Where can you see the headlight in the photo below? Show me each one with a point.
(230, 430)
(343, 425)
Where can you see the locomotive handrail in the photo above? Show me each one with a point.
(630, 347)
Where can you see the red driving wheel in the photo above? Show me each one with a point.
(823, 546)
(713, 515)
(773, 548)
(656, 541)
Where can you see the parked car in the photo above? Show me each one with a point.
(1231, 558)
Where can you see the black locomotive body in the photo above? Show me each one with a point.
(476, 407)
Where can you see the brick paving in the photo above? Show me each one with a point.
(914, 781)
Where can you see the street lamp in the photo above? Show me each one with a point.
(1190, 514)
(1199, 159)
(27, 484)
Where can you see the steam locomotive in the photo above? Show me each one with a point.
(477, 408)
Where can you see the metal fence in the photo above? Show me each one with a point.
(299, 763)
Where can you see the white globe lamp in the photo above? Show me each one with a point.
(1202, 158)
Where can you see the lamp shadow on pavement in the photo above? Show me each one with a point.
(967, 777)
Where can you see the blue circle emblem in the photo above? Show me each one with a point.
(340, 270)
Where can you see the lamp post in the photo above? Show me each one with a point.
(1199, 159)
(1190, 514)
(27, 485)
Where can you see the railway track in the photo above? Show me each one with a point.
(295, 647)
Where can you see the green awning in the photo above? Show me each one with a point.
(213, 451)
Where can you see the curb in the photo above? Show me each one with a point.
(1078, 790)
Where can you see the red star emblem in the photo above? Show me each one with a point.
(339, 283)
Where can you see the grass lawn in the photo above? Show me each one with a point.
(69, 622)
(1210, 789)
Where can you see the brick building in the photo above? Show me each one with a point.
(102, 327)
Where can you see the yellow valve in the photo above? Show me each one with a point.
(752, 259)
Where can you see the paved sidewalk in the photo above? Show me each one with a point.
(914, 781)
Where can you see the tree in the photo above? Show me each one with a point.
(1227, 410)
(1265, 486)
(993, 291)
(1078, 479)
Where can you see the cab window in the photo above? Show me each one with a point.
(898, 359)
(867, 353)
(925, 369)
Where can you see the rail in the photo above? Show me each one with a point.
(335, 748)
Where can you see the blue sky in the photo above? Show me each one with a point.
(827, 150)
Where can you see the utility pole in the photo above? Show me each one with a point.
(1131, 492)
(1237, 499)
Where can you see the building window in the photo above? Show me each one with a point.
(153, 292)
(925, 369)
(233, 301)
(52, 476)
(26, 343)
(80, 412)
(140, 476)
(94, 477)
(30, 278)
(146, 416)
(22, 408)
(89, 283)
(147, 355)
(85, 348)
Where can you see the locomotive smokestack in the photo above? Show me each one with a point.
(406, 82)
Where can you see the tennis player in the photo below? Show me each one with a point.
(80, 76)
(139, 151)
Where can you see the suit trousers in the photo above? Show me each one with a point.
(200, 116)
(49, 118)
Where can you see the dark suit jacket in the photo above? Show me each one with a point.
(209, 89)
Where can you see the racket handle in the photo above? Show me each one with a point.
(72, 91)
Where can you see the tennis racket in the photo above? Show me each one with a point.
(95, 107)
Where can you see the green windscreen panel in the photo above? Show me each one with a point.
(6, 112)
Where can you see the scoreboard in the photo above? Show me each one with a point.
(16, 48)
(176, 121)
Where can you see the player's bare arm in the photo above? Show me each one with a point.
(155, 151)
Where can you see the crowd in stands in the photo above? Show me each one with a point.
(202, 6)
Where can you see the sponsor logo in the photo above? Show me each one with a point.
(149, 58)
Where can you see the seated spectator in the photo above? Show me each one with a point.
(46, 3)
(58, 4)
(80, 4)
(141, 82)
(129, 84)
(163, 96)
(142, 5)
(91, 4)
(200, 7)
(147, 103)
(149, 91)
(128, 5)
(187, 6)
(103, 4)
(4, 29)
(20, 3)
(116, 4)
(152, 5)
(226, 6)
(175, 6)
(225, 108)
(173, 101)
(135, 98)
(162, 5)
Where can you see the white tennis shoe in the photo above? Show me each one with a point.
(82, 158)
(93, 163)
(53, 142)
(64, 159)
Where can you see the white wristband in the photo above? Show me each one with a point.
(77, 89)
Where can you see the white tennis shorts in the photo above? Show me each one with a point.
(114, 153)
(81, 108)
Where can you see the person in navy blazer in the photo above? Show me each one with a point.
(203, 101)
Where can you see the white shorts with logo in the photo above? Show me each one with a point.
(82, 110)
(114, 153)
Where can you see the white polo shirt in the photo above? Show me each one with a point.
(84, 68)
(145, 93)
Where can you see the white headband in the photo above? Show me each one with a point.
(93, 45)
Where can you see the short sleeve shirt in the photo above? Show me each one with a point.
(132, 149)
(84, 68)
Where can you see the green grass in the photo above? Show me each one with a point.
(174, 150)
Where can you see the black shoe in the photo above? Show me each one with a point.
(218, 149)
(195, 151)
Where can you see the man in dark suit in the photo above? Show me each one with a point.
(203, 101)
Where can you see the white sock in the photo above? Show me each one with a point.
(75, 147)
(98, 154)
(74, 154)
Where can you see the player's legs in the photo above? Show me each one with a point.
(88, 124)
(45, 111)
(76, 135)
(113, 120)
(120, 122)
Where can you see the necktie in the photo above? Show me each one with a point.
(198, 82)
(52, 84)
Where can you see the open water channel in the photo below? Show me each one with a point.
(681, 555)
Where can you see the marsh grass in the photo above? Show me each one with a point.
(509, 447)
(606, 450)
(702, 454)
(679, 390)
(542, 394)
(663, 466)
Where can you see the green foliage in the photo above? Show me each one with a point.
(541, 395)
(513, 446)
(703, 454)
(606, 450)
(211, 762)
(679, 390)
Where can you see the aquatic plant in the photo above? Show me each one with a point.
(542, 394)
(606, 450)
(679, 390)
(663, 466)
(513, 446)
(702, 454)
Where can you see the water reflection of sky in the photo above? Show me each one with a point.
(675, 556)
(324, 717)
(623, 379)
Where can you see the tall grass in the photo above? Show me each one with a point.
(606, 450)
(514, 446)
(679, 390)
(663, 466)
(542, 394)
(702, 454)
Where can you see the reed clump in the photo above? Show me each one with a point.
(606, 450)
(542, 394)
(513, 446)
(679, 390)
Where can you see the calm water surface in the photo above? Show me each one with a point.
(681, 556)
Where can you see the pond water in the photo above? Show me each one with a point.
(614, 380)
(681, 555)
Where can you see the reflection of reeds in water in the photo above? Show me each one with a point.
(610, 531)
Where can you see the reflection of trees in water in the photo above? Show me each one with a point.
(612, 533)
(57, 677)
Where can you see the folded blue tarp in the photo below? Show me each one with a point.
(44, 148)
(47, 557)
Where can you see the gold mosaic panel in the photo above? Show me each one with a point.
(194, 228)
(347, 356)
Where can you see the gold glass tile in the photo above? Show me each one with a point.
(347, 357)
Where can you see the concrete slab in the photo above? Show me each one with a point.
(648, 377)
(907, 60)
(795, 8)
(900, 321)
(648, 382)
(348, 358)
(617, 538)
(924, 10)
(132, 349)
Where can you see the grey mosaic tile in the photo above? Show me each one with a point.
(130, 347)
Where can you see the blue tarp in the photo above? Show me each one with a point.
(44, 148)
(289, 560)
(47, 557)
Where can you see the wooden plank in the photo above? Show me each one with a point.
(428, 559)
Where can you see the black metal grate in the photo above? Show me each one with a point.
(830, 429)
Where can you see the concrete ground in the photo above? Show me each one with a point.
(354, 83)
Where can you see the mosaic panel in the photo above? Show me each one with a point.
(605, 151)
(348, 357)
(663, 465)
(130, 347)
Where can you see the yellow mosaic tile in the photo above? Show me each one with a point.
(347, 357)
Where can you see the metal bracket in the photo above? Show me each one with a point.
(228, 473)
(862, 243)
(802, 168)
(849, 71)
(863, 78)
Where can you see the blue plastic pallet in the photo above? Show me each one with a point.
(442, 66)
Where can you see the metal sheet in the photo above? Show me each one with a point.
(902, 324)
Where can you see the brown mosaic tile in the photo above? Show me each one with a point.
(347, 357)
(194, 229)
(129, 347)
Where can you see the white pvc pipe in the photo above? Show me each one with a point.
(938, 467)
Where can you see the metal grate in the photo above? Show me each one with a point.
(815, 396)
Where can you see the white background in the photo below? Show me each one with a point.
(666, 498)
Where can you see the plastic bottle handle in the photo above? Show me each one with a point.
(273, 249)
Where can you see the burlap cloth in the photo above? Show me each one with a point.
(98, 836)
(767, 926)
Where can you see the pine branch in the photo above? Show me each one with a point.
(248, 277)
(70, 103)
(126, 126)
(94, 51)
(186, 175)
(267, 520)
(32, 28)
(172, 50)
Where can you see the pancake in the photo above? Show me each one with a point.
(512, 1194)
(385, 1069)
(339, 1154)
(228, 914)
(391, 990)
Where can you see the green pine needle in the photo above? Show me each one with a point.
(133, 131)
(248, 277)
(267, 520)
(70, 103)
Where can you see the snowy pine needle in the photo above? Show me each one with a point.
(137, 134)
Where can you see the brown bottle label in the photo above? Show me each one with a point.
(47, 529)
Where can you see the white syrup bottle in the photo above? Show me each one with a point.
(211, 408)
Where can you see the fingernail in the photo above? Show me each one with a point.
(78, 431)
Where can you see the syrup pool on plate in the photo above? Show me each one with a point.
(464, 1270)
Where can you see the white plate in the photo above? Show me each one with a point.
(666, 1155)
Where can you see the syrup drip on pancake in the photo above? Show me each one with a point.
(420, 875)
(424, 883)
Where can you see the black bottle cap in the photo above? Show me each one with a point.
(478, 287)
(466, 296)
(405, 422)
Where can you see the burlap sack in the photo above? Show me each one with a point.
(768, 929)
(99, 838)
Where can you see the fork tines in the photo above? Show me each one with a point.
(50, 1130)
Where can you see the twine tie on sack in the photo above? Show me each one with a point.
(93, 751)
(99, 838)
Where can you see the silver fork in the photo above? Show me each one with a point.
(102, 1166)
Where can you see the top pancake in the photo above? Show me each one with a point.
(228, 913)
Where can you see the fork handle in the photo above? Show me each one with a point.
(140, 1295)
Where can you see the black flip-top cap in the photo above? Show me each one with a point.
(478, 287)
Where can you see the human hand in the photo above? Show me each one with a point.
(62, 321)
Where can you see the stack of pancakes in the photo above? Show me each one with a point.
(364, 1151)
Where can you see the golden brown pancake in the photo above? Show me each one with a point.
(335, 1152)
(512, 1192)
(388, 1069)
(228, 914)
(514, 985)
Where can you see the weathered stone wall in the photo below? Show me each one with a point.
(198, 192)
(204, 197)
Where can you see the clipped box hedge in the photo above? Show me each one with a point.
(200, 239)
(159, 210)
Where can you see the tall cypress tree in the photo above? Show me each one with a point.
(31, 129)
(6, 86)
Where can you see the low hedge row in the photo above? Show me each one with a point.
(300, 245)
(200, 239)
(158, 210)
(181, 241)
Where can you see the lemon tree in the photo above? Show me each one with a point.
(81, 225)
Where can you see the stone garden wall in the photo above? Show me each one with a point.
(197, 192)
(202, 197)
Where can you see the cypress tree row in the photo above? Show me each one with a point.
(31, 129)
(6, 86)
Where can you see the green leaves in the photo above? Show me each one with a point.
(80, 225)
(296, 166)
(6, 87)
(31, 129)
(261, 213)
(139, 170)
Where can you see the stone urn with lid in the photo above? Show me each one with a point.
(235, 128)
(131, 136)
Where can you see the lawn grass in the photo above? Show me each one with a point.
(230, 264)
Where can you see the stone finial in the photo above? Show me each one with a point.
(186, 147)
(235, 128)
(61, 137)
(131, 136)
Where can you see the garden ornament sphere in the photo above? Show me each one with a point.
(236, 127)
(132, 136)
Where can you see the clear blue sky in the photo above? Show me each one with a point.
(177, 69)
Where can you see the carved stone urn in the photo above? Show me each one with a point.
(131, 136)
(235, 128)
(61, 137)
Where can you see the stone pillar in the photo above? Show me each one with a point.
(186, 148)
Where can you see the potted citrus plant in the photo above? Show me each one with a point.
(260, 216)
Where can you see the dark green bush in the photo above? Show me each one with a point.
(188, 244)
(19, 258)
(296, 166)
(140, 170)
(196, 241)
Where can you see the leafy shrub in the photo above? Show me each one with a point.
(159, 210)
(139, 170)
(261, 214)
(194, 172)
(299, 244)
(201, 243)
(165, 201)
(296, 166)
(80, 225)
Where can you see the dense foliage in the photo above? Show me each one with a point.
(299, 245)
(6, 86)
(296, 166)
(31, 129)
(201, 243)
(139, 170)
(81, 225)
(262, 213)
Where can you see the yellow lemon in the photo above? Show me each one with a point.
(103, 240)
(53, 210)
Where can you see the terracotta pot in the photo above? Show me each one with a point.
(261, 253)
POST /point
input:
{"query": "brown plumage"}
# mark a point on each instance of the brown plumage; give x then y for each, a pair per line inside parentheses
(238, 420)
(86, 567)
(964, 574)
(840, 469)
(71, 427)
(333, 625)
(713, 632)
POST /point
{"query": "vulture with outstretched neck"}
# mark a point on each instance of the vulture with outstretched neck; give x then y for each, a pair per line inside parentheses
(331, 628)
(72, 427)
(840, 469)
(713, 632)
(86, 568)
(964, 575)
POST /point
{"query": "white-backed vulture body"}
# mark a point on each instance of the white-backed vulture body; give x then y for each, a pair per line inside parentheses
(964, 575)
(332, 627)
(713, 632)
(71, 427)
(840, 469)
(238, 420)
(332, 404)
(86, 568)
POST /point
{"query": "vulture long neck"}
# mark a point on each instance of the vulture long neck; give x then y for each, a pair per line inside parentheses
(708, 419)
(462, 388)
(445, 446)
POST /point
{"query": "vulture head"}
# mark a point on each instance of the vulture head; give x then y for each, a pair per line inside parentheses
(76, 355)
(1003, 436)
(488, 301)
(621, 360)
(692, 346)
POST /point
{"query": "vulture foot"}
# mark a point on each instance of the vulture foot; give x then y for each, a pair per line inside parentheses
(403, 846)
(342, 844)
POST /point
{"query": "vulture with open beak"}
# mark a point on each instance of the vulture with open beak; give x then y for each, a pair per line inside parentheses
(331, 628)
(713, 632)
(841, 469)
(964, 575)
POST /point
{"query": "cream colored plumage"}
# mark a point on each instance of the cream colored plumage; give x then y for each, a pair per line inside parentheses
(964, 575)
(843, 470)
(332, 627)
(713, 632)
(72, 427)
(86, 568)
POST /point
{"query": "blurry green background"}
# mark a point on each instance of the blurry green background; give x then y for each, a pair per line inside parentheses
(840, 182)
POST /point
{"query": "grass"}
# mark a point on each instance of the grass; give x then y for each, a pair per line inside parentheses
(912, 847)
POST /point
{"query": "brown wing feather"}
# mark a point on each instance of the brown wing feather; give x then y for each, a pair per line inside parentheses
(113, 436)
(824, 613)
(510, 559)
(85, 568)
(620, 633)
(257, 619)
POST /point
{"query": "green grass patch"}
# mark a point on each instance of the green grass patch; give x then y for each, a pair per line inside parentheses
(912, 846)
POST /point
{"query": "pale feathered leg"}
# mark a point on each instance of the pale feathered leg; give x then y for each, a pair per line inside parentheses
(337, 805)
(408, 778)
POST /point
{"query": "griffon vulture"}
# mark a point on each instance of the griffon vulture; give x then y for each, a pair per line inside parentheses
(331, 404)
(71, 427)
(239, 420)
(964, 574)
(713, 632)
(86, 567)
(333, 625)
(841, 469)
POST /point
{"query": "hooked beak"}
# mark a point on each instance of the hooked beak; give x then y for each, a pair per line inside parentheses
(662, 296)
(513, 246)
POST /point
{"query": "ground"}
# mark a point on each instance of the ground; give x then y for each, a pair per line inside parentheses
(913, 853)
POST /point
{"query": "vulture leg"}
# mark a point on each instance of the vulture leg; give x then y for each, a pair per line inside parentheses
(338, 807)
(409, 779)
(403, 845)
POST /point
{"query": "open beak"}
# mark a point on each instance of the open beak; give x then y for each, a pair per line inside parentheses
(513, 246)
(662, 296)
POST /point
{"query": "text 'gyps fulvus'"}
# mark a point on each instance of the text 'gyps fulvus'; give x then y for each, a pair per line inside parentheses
______
• **Task to carry out**:
Starting with the line that contains "# mark a point on each instance of the pale", copy each line through the end of the data exactly, and leave out all earlier lines.

• **Response to this exercise**:
# mark a point on each instance of the pale feathered leg; give x then y for each, a pair per line inside parentheses
(337, 805)
(408, 778)
POST /point
{"query": "griffon vulture"}
# mark a point on each instance of the griffon vulture; give x then y for each, a pair per line inside parentheses
(331, 404)
(71, 427)
(239, 420)
(964, 574)
(713, 632)
(86, 567)
(333, 625)
(841, 469)
POST /point
{"query": "hooked beak"}
# mark a point on each instance of the hooked beak; give x then y for each, a pair per line inside parentheses
(662, 296)
(513, 246)
POST /point
{"query": "ground"}
# mark a point on each instance of the ground; give x then y for each, a pair per line inside parentheses
(913, 853)
POST /point
{"query": "vulture leg"}
# mark a point on each instance of the vulture leg; give x then y for each, a pair per line inside parentheses
(338, 807)
(409, 779)
(403, 845)
POST /point
{"query": "open beak"}
# mark a point on each instance of the open beak; give x then y for each, a pair per line inside parentheses
(513, 246)
(662, 296)
POST /point
{"query": "text 'gyps fulvus'"}
# mark a point on each instance of the text 'gyps fulvus'; give x then y for each, a pair per line inside parentheses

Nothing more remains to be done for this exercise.